# EXERCISE GOAL
Reproduce all of the data below without alteration; exclude every picture.

# DATA FOR THIS TASK
##############################

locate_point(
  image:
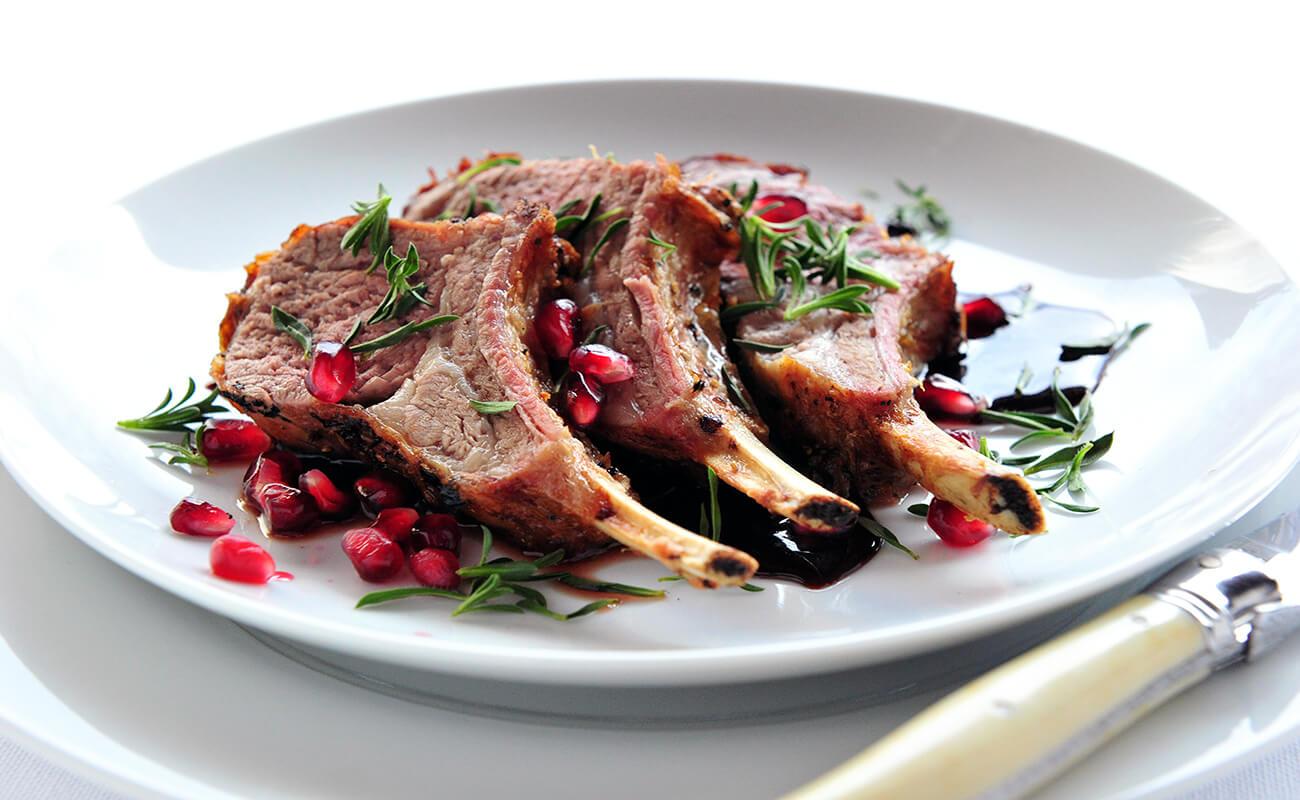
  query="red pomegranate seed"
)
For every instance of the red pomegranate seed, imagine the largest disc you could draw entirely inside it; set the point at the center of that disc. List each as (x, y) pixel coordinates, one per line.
(332, 373)
(373, 554)
(785, 208)
(954, 527)
(436, 567)
(200, 519)
(557, 327)
(601, 363)
(271, 467)
(397, 522)
(237, 558)
(966, 437)
(329, 498)
(583, 400)
(944, 398)
(441, 531)
(287, 510)
(225, 440)
(983, 316)
(381, 491)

##############################

# RESPONSE
locate_point(
  image:
  query="red pomegranate seed"
)
For every instance of the red pomegranate seed, imagine the largest disc you could draw entirely inside it; set the point at the center of that disc. List each as (x, y) pixel coordinates, one per line.
(332, 373)
(373, 554)
(785, 208)
(954, 527)
(436, 567)
(200, 519)
(557, 327)
(601, 363)
(271, 467)
(397, 522)
(237, 558)
(966, 437)
(329, 498)
(583, 400)
(944, 398)
(441, 531)
(287, 510)
(225, 440)
(983, 316)
(381, 491)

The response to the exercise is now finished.